TEXTO FACILITADO -
■ ■ ■ ■ ■

Los seres inteligentes de la Luna
El
autor de esta obra, Plutarco, ha sido considerado gracias a ella el primer
divulgador científico de la historia, al menos en lo que a estudios
astronómicos se refiere. El personaje central del diálogo es Lamprias, quien
defiende, frente a los aristotélicos, la tesis de Anaxágoras de que la Luna es
un cuerpo sólido. El principal oponente de Lamprias es Farnacio, quien sostiene
que el satélite está hecho de fuego. Un matemático imaginario llamado Apolónidas
es el encargado de defender que la Luna tiene valles y montañas, tal y como
había dicho ya un contemporáneo de Sócrates, Demócrito de Abdera.
Los
personajes partidarios de Aristóteles argumentan en la obra que las manchas
lunares son una ilusión óptica o bien el reflejo de los accidentes geográficos
terrestres. Lamprias refuta estas teorías, con más o menos acierto: sostiene
que la Luna no es lo bastante brillante como para provocar semejantes ilusiones
ópticas, lo cual es correcto; pero también argumenta que no puede reflejar las
montañas y mares terrestres porque no está mirando directamente a nosotros, lo
cual es falso porque asume que la Luna es un disco plano como la superficie
de un espejo. Plutarco no aceptaba que nuestro satélite fuese un cuerpo
perfecto y usó al personaje de Lamprias para defender sus propias ideas, pero el
desarrollo del diálogo nos muestra que, en aquella época, no resultaba nada
sencillo rebatir los razonamientos aristotélicos.
Tampoco
era fácil de refutar la idea de que la Luna, al contrario de lo que decía
Parménides, brilla con luz propia. Farnacio sostiene que el tono rojizo
que adquiere este astro durante un eclipse lunar, cuando la luz del Sol no le
está llegando, demuestra que ha de estar hecho de fuego. Plutarco no
podía saber que este color se debe a la difracción de la luz provocada por la
atmósfera, de modo que su personaje Lamprias no logra dar una respuesta
convincente y se entretiene en una disquisición filosófica sobre la naturaleza
de dicho fuego, cuya existencia considera inviable.

■ ■ ■ ■ ■

(Filas del conjunto de datos sobre dónde aparecen objetos)
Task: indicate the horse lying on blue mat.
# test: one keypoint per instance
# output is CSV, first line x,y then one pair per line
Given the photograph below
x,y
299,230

■ ■ ■ ■ ■

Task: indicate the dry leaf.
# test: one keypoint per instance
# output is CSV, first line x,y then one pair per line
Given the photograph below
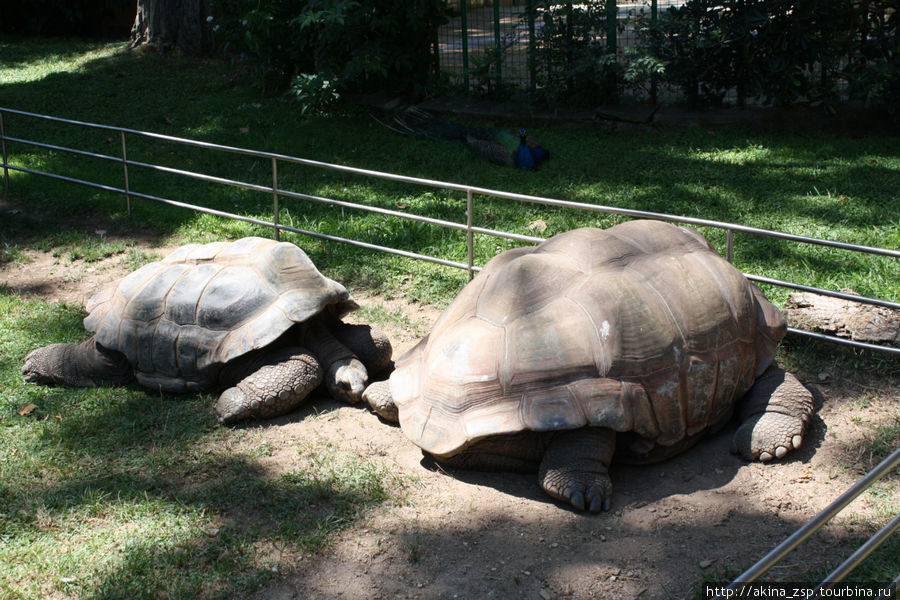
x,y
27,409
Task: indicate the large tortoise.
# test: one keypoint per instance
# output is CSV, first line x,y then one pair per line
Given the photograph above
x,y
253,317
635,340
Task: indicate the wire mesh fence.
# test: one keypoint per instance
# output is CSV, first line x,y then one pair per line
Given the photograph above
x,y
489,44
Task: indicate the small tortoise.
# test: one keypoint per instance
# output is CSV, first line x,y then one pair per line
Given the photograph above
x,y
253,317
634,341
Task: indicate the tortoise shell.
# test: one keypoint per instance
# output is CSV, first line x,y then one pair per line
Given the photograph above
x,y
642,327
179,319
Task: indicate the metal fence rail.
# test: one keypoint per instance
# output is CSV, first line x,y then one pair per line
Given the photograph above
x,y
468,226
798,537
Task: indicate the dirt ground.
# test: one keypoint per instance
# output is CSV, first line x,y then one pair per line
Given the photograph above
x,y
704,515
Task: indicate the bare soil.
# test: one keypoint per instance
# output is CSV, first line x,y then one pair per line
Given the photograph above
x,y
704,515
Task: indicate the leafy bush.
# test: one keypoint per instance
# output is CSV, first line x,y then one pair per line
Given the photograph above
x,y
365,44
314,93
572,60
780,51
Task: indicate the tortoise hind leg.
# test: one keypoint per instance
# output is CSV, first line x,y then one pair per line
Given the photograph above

■ ■ ■ ■ ■

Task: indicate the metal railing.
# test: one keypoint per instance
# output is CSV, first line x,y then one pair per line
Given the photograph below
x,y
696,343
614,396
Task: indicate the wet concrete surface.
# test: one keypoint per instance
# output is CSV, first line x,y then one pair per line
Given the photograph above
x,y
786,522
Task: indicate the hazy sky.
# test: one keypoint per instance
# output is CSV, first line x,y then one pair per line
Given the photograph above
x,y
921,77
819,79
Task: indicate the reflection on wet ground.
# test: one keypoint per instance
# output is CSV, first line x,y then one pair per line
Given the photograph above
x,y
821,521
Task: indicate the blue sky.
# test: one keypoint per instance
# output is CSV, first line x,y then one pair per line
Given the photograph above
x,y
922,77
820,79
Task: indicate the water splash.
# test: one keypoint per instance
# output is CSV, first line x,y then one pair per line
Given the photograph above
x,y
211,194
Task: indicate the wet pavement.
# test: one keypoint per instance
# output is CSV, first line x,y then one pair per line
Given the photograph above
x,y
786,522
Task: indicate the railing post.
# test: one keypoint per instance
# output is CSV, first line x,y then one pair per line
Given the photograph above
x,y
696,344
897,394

■ ■ ■ ■ ■

QUÉ HACER - Prosigue el texto sobre el diálogo de Plutarco acerca de la Luna a partir de su última oración. Las entradas no tienen relación con el texto.

RESULTADO FINAL -
Lamprias
intenta entonces convencer a sus rivales de que la Luna alberga seres
inteligentes, los cuales seguramente contemplarán a la Tierra en su firmamento y
se preguntarán de qué está hecha y si acogerá vida similar a la suya. Los
selenitas, de acuerdo con este personaje, tendrían un punto de vista exactamente
contrario al nuestro:mirarían hacia abajo y se encontrarían con un mundo
quieto, oscuro y envuelto en nubes y vapores, por lo que interpretarían que
nuestro planeta es el infierno y que el suyo es el único cuerpo terrestre del
cosmos, situado a medio camino entre el inframundo y el firmamento.
Plutarco,
que en el fondo era un hombre de letras, jamás habría podido desafiar
matemáticamente el modelo geocéntrico, pero hizo algo quizás aún más
osado: redujo a la Humanidad a la condición de meros terrícolas, y a nuestra
visión del cosmos a una simple cuestión de perspectiva.
Desempeñó una amplia
variedad de trabajos durante su vida, incluidos los de magistrado y embajador, y
escribió sobre temas tan variados como la moral y la zoología. Nunca se dedicó
en serio a la astronomía, pero sin duda le apasionaba esta ciencia. Así lo
demuestra este libro, el único dedicado a los cielos en la amplísima obra que
nos dejó.
La 'música' de las esferas
La
astronomía de la edad clásica culmina con el ciudadano romano de ascendencia
griega Claudio Ptolomeo. Nacido en Egipto alrededor del año 85,
fuecontemporáneo de Plutarco, aunque mucho más joven. Vivió en la ciudad
de Alejandría y se cree que trabajó en la célebre Biblioteca de esta ciudad. Se
inspiró en los trabajos de Hiparco, pero contaba con mejores datos, por lo
que pudo definir de un modo aún más preciso los movimientos del Sol, la Luna,
los planetas y las estrellas. Eso sí, la Tierra seguía en el centro del
cosmos. Todo ello quedó recogido en una obra que nos ha llegado gracias a su
traducción árabe y que se convertiría en el libro astronómico de referencia
durante más de catorce siglos.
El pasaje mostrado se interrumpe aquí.